The point he’s trying to make it’s that it’s become a default like react has. People pick things because they’re the default not because they’re the right tool for the job. Of course there’s less nuance in the article but I think there is something to be said about picking the right tool for the job and how it’s strangely not the norm in the field especially for web.
I get the authors intent at angry humor (especially since it's a response to justfuckingusetailwind.com) but it does feel hypocritical.
I also think CSS frameworks will be here to stay so long as many of the big backend frameworks like Ruby on Rails and Elixir Phoenix use generators. If they're generating pages they may as well throw CSS in there, and I don't want them using custom CSS. If I'm building a static site though I certainly wouldn't use a framework, and I think the author is right in some regards
I agree about frameworks but I never considered TW to be a framework. It's a tool for generating utility classes, the fact it has basic spacing and colours never seemed frameworkish to me.
I don't really see people getting angry about utility-based css, just tailwind for some reason.
The rage against Tailwind is absurd. Maybe it is overhyped but it’s an incredibly useful tool and framework; it also brings an enforced consistency that plain CSS doesn’t, which is especially helpful for responsive sites so that the page use feels consistent across platforms.

> [Exercise instructions]:
1. Copy the Tailwind discussion word for word, beginning at "I get the authors" and stopping after "for some reason.".
2. In the Tailwind discussion, which two backend frameworks are named as using generators?

> [Dataset records]:
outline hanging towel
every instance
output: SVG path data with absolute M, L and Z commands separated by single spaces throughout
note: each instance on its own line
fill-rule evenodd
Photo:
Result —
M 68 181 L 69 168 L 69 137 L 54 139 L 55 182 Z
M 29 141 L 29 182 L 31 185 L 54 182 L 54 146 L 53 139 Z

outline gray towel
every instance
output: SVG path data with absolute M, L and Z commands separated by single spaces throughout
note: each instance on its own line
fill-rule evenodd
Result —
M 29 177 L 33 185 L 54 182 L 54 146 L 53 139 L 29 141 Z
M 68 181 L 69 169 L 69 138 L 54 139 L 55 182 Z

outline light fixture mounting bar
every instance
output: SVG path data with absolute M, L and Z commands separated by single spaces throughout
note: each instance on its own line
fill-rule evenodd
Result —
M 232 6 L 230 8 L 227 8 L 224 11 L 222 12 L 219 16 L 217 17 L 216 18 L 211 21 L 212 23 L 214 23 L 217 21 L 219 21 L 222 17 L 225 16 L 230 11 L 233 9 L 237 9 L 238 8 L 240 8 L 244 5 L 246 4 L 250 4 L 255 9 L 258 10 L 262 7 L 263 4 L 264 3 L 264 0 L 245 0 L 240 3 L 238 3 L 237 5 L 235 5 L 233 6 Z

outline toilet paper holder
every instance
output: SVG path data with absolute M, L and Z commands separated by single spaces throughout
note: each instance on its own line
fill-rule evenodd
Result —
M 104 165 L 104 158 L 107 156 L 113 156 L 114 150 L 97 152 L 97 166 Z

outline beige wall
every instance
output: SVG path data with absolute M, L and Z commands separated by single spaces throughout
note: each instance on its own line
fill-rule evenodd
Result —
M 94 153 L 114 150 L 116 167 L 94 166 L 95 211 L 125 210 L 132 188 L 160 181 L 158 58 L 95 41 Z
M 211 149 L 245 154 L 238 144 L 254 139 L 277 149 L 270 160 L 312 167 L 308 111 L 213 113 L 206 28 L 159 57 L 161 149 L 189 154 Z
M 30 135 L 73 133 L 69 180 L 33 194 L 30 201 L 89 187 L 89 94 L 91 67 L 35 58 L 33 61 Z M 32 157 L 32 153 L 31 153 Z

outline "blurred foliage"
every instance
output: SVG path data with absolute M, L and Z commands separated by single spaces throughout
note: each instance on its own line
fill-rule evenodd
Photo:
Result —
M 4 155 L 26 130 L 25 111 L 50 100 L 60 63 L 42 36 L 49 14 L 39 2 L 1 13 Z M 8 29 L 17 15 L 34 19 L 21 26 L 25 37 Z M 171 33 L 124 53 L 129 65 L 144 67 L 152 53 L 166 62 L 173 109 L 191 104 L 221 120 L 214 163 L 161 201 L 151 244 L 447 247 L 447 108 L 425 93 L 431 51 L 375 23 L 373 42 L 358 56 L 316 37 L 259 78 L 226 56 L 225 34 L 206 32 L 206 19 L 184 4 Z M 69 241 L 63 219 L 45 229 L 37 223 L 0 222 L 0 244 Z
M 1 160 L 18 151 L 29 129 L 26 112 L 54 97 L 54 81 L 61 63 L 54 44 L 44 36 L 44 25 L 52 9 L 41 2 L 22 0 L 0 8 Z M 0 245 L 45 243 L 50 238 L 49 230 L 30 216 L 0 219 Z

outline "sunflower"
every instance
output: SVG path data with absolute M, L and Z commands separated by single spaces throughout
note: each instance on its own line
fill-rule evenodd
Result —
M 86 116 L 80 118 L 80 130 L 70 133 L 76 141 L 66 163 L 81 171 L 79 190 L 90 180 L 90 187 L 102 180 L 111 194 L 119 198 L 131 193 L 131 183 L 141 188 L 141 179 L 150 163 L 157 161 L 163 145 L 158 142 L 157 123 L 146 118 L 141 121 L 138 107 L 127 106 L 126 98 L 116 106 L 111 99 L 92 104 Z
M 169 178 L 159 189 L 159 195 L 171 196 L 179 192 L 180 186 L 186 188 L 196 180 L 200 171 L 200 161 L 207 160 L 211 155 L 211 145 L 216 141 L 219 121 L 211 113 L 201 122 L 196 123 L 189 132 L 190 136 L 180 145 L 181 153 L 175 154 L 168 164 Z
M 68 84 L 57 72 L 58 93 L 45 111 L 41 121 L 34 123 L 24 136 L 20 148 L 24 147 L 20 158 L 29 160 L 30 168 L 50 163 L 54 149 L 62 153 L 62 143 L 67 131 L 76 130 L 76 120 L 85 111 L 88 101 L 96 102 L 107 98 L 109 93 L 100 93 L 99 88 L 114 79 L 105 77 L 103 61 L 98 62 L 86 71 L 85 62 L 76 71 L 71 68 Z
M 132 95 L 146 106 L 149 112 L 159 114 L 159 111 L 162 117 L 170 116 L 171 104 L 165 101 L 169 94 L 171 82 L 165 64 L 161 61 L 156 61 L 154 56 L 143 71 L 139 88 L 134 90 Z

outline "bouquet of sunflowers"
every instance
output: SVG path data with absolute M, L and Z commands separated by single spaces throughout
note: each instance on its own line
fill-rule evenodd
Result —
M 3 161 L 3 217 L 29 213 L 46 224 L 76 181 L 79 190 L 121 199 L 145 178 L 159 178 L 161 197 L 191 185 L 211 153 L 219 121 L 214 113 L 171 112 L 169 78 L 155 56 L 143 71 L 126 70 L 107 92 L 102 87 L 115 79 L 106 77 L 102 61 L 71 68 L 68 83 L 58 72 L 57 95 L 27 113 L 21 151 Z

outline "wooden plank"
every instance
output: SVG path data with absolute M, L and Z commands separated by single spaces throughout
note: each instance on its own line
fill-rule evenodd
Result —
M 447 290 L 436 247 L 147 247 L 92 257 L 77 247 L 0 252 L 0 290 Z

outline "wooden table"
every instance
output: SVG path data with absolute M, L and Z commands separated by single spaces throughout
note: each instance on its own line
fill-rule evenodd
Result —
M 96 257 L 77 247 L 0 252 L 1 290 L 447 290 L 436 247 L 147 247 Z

> [Completed exercise]:
1.
I get the authors intent at angry humor (especially since it's a response to justfuckingusetailwind.com) but it does feel hypocritical.
I also think CSS frameworks will be here to stay so long as many of the big backend frameworks like Ruby on Rails and Elixir Phoenix use generators. If they're generating pages they may as well throw CSS in there, and I don't want them using custom CSS. If I'm building a static site though I certainly wouldn't use a framework, and I think the author is right in some regards
I agree about frameworks but I never considered TW to be a framework. It's a tool for generating utility classes, the fact it has basic spacing and colours never seemed frameworkish to me.
I don't really see people getting angry about utility-based css, just tailwind for some reason.

2. Ruby on Rails and Elixir Phoenix.